** TASK DIRECTIONS **
Copy each of the entries below word for word, with nothing changed, added, or left out.

** DATA SHOWN **
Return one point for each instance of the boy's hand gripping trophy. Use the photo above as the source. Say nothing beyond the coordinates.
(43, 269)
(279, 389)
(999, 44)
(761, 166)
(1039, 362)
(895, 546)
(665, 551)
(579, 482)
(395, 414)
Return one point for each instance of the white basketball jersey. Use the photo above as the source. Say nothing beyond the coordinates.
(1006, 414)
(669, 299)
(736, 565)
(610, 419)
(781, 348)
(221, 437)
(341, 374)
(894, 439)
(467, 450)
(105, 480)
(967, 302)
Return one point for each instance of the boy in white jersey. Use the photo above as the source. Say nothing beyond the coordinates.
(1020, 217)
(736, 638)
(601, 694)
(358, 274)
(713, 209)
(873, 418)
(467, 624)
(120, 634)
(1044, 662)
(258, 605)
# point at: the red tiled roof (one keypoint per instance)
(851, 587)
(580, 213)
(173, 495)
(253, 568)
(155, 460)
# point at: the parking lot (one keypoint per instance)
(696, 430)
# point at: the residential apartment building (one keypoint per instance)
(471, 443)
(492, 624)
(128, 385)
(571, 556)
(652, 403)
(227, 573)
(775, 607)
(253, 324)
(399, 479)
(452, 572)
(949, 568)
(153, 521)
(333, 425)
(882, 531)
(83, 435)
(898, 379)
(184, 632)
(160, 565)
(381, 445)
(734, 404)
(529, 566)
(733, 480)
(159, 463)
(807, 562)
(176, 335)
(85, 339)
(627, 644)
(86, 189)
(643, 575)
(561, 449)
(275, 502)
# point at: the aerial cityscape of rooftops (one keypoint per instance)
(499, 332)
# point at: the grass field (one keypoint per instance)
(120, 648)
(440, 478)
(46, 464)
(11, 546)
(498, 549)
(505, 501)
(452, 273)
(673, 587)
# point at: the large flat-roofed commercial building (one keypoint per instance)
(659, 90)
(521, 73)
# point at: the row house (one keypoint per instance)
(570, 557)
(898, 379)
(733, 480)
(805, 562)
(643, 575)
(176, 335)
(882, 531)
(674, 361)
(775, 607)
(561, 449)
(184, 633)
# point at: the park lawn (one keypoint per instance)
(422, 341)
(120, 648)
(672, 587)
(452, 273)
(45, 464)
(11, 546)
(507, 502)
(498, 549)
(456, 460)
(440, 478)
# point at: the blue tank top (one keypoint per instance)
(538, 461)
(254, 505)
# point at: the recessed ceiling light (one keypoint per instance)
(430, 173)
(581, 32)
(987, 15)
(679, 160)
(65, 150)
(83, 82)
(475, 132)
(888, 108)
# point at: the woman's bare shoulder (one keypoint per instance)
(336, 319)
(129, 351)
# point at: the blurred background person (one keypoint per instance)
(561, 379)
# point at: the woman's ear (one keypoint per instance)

** RESULT OF THE EXERCISE **
Return one point for each instance of the boy's hand gripping trophy. Use the photo above as the source. Say nothing beyond the coordinates.
(43, 269)
(279, 389)
(999, 44)
(761, 166)
(1039, 362)
(895, 546)
(665, 551)
(579, 482)
(395, 414)
Return one point for each instance of the white basketball jersey. Use the photo above as the source. Say nothing beyond the coordinates.
(1006, 414)
(669, 299)
(736, 565)
(610, 419)
(781, 348)
(221, 437)
(341, 374)
(894, 439)
(467, 450)
(105, 480)
(967, 302)
Return one point for each instance of the boy in white jersey. Use the photo above as the source. Say nothing beyond the coordinates.
(1020, 217)
(736, 638)
(601, 694)
(358, 274)
(713, 209)
(873, 418)
(467, 624)
(120, 634)
(1044, 662)
(258, 605)
# point at: the red tiled roof (one keypoint per instance)
(851, 587)
(580, 213)
(173, 495)
(253, 568)
(155, 460)
# point at: the parking lot (one keypoint per instance)
(696, 430)
# point at: the residential apartment building (one keypoint per instance)
(471, 443)
(492, 624)
(128, 385)
(571, 556)
(652, 403)
(227, 573)
(775, 607)
(253, 324)
(399, 479)
(452, 572)
(949, 568)
(153, 521)
(333, 425)
(882, 531)
(83, 435)
(898, 379)
(184, 632)
(160, 565)
(381, 445)
(734, 404)
(529, 566)
(733, 480)
(159, 463)
(807, 562)
(176, 335)
(85, 339)
(627, 644)
(86, 189)
(643, 575)
(561, 449)
(275, 502)
# point at: the aerial cityscape of rooftops (one keypoint per instance)
(499, 332)
# point at: the grass field (one keypoint per instance)
(120, 648)
(440, 478)
(46, 464)
(11, 546)
(498, 549)
(505, 501)
(452, 273)
(673, 587)
# point at: the large flat-roofed commercial building (one keypoint per instance)
(659, 90)
(521, 73)
# point at: the row house (one keypoint per instance)
(570, 557)
(898, 379)
(733, 480)
(805, 562)
(643, 575)
(176, 335)
(882, 531)
(674, 361)
(775, 607)
(561, 449)
(184, 633)
# point at: the park lawn (one keypoint per instance)
(422, 341)
(120, 648)
(672, 587)
(452, 273)
(45, 464)
(11, 546)
(507, 502)
(498, 549)
(456, 460)
(440, 478)
# point at: the blue tank top (one keypoint per instance)
(538, 461)
(254, 505)
# point at: the recessed ceiling light (one keypoint per instance)
(430, 173)
(581, 32)
(987, 15)
(679, 160)
(65, 150)
(83, 82)
(475, 132)
(888, 108)
# point at: the woman's bare shoulder (one keypoint per instance)
(336, 319)
(129, 351)
# point at: the blurred background person (one keypoint per instance)
(561, 379)
# point at: the woman's ear (one keypoint per instance)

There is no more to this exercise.